_Teks untuk Dianalisis_

>>>>>

NAMA Rumah Sakit Pusat Infeksi (RSPI) Prof Dr Sulianti Saroso mencuat ketika negara menghadapi wabah penyakit yang serius, seperti flu burung, MERS, atau SARS dan yang paling membuatnya makin populer adalah setelah merebaknya COVID-19. Apalagi setelah Kementerian Kesehatan mendeklarasikan adanya dua pasien pertama Covid-19.
“Sul”
Perempuan kelahiran Karangasem, Bali tanggal 10 Mei 1917 ini memiliki nama panjang Julie Sulianti Saroso. Ia merupakan seorang tokoh kedokteran Indonesia yang memiliki dedikasi tinggi terhadap kesehatan di Indonesia. Sul, adalah panggilan akrabnya, merupakan putri kedua dari dr. Sulaiman. Pilihannya menjadi dokter tampaknya menurun dari ayahnya.
Setelah menyelesaikan sekolah menengah di Gymnasium, Bandung (1935), Sul kemudian melanjutkan pelajaran di Sekolah Tinggi Kedokteran (Geneeskundige Hoge Scholl), Batavia.
Sulianti muda lulus pada 1942 dan bekerja sebagai dokter pada Centrale Burgerlijke Ziekenhuis (CBZ) yang sekarang menjadi RS Cipto Mangunkusumo.

<<<<<

_Tugas Latihan_
1) Jawablah pertanyaan berikut berdasarkan teks tentang Sulianti Saroso.
(a) Di mana dan pada tanggal berapa Sulianti Saroso lahir?
(b) Di sekolah mana dan pada tahun berapa ia menyelesaikan sekolah menengah?
(c) Di rumah sakit mana ia bekerja sebagai dokter setelah lulus pada 1942?
2) Ubahlah paragraf yang diawali "Perempuan kelahiran Karangasem" dalam teks tentang Sulianti Saroso menjadi daftar singkat yang memuat fakta-fakta utamanya.
3) Tuliskan lanjutan teks tentang Sulianti Saroso, dimulai setelah kalimat terakhirnya.

(Entri yang diambil dari sebuah koleksi)
>>>>>

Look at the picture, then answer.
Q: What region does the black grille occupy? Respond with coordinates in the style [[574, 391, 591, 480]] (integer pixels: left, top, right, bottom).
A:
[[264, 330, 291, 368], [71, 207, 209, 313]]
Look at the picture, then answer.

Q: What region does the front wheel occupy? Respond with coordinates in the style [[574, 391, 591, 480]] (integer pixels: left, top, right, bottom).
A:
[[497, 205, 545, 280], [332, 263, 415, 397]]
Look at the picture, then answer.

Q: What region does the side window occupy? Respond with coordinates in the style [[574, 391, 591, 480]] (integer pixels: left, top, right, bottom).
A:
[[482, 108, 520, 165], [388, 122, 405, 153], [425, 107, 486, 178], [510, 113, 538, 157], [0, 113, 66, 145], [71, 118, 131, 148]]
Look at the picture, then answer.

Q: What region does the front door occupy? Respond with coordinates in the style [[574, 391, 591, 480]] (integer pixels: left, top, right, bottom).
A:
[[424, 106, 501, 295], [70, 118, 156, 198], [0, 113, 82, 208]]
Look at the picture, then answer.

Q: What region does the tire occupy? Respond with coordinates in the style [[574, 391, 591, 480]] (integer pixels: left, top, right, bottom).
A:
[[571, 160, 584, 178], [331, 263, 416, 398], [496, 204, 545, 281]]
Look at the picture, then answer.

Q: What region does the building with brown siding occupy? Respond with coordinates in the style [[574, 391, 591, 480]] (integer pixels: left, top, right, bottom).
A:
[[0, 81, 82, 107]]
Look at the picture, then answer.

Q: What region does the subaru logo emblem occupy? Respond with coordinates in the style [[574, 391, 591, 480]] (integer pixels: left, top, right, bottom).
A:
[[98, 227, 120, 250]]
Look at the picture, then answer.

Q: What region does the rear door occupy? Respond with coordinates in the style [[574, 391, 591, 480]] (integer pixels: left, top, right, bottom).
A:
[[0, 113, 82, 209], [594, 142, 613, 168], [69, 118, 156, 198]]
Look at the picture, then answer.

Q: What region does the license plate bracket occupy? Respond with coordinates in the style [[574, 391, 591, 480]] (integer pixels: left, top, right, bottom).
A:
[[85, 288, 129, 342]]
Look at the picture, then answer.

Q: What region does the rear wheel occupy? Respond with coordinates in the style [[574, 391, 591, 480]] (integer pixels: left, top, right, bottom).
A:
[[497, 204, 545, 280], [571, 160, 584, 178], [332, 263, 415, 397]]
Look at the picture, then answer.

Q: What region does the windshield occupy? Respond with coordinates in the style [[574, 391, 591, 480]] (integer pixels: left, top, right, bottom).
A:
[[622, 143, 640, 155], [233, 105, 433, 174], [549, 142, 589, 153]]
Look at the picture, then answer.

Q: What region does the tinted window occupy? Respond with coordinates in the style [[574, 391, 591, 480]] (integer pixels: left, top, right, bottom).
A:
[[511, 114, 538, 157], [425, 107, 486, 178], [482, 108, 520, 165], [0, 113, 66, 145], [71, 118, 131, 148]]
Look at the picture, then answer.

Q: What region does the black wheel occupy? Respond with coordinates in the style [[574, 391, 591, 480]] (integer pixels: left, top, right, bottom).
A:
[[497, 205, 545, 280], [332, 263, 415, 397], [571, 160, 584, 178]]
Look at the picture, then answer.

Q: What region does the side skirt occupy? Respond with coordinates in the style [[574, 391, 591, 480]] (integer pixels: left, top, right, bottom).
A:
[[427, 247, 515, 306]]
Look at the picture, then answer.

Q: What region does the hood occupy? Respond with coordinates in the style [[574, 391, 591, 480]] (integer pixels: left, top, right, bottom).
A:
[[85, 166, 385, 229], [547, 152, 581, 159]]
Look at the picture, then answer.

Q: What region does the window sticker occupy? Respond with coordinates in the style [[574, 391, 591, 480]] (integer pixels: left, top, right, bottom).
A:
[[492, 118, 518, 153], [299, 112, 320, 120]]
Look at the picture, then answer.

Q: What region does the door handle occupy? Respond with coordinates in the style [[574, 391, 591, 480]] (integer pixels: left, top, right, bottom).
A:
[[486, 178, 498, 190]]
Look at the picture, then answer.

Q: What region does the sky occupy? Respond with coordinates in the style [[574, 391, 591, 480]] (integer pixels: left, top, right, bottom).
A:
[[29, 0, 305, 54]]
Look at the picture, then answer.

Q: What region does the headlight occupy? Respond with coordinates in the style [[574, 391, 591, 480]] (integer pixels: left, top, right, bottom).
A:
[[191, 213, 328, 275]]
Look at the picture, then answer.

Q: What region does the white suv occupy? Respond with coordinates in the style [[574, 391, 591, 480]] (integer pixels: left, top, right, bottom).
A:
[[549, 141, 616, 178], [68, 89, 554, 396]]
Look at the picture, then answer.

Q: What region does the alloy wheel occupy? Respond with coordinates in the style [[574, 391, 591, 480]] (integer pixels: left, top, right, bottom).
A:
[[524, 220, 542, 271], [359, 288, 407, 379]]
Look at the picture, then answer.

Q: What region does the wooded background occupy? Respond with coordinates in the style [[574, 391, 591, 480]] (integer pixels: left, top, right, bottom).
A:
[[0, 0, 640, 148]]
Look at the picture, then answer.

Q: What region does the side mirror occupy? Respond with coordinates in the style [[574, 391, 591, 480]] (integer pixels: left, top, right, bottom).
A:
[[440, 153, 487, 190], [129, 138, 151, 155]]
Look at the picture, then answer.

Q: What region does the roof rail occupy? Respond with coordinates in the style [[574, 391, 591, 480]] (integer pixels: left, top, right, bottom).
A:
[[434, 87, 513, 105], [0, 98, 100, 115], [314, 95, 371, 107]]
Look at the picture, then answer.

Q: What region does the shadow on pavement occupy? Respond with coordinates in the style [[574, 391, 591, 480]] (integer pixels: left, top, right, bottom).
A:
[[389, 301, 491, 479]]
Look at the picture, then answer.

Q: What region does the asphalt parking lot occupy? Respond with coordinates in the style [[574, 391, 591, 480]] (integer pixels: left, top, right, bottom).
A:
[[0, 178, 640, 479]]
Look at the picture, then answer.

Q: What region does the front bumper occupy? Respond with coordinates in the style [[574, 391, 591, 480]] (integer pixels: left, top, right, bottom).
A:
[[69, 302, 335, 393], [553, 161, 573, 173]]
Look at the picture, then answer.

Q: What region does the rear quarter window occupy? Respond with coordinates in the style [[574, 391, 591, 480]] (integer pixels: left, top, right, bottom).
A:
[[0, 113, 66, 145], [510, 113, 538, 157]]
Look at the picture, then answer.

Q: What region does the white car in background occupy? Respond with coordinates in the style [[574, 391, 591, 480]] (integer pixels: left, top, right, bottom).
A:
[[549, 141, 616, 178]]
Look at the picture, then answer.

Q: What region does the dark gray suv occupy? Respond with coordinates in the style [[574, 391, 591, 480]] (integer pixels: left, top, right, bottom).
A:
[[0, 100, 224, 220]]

<<<<<

_Jawaban Tertulis_
1)
(a) Ia lahir di Karangasem, Bali, pada 10 Mei 1917.
(b) Ia menyelesaikan sekolah menengah di Gymnasium, Bandung, pada 1935.
(c) Ia bekerja di Centrale Burgerlijke Ziekenhuis (CBZ), yang sekarang menjadi RS Cipto Mangunkusumo.

2)
- Nama panjang: Julie Sulianti Saroso
- Lahir di Karangasem, Bali, pada 10 Mei 1917
- Tokoh kedokteran Indonesia yang berdedikasi tinggi terhadap kesehatan di Indonesia
- Panggilan akrab: Sul
- Putri kedua dr. Sulaiman; pilihannya menjadi dokter tampaknya menurun dari sang ayah

3)
Walaupun seorang perempuan, namun Sulianti tak pernah takut berada di tengah-tengah kerasnya peperangan untuk membantu para pejuang yang terluka. Sul cekatan mengobati bahkan mengelola dapur umum demi kebutuhan para gerilyawan.
Disamping aktif dalam pergerakan, Sul juga menjadi dokter di RS Bethesda di Yogyakarta untuk bangsal penyakit dalam dan penyakit anak. Karena cukup aktif dalam politik dan pergerakan, Sul bahkan sempat ditahan oleh pemerintah Belanda selama dua bulan di Yogyakarta.
Sulianti juga aktif menjadi anggota Dewan Pimpinan Kongres Wanita Indonesia (Kowani) dan duduk dalam Badan Kongres Pemuda Republik Indonesia sebagai wakil Pemuda Puteri Indonesia (PPI). Semangat Sulianti sebagai dokter pada masa perjuangan demi obat dan makanan untuk para pemuda dan pejuang sangat tinggi. Bahkan diantarkannya sendiri langsung ke kantong-kantong gerilya di Tambun, Gresik, Demak dan sekitar Yogyakarta.
Pendidikan dan Perjuangan Sul atas Program Keluarga Berencana di Indonesia
Setelah lulus dari sekolah kedokteran tahun 1942 di Batavia (Jakarta) kemudian ia meneruskan pendidikannya di Inggris, Skandinavia, Amerika Serikat dan Malaysia selama 2 tahun (1950 sampai 1951) dan mendapatkan Certificate of Public Health Administration dari Universitas London.
Pada tahun 1962 ia memperoleh gelar MPH (Master of Public Health) dan TM (Tropical Medicine), kemudian memperoleh gelar Doctor of Public Health (Epidemiologi) tahun 1965 setelah mempertahankan disertasi yang berjudul The Natural History of Enteropathogenic Escherichia Coli Infections di Tulane Medical School, New Orleans, Louisiana, Amerika Serikat.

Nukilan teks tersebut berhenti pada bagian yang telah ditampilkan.